Listed records:

## BEGIN

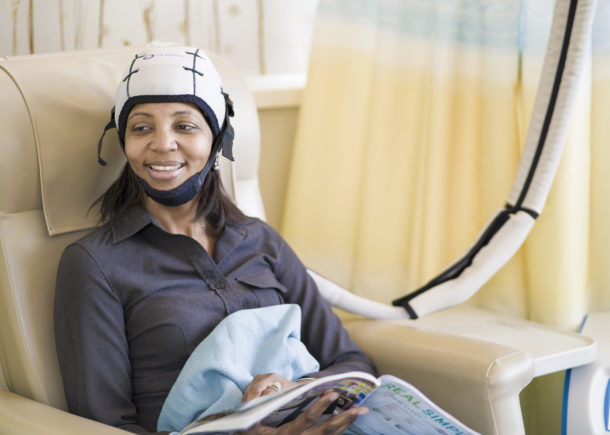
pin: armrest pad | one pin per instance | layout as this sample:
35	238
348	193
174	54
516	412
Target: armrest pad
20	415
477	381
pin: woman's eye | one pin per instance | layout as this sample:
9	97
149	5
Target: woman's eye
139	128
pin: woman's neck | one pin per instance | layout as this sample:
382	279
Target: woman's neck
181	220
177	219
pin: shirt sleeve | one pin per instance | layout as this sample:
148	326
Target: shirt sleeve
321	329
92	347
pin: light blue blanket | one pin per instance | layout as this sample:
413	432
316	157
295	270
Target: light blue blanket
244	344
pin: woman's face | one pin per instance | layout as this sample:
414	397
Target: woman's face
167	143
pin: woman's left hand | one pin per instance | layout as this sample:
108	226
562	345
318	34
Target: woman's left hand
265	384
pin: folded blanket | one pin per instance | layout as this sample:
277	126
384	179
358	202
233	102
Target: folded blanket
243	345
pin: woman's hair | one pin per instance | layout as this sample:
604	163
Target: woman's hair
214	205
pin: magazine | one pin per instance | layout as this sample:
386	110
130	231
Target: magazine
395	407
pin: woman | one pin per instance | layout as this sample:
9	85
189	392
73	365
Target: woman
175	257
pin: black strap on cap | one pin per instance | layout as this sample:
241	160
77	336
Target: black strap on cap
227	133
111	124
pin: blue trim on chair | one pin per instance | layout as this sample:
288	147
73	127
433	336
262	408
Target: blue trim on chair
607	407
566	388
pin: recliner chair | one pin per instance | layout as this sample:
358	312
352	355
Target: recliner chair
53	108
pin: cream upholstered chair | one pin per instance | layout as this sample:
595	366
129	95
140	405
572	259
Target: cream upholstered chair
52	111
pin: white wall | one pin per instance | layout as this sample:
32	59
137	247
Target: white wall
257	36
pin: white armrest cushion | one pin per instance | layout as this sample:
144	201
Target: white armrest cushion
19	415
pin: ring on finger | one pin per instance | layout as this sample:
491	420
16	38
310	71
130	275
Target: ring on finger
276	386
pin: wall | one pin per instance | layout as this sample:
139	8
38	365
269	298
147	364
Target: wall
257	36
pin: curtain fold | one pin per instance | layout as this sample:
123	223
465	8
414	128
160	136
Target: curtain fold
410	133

## END
## BEGIN

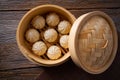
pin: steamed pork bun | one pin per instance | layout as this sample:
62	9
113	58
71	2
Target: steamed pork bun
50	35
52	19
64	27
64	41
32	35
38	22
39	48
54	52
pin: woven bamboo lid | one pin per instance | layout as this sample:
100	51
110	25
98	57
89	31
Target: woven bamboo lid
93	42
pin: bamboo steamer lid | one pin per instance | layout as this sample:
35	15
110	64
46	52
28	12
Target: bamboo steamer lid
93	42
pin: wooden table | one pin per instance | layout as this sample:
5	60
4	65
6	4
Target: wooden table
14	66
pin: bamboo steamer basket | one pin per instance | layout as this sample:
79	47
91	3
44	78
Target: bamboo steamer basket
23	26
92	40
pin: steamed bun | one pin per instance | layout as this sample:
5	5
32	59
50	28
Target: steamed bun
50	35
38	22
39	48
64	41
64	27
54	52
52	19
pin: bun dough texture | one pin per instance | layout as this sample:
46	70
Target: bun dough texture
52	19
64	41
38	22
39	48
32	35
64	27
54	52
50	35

## END

What you should do:
Count how many lines of the records above contain the string "blue", matching case exactly. Reply with that number alone.

Written reply:
4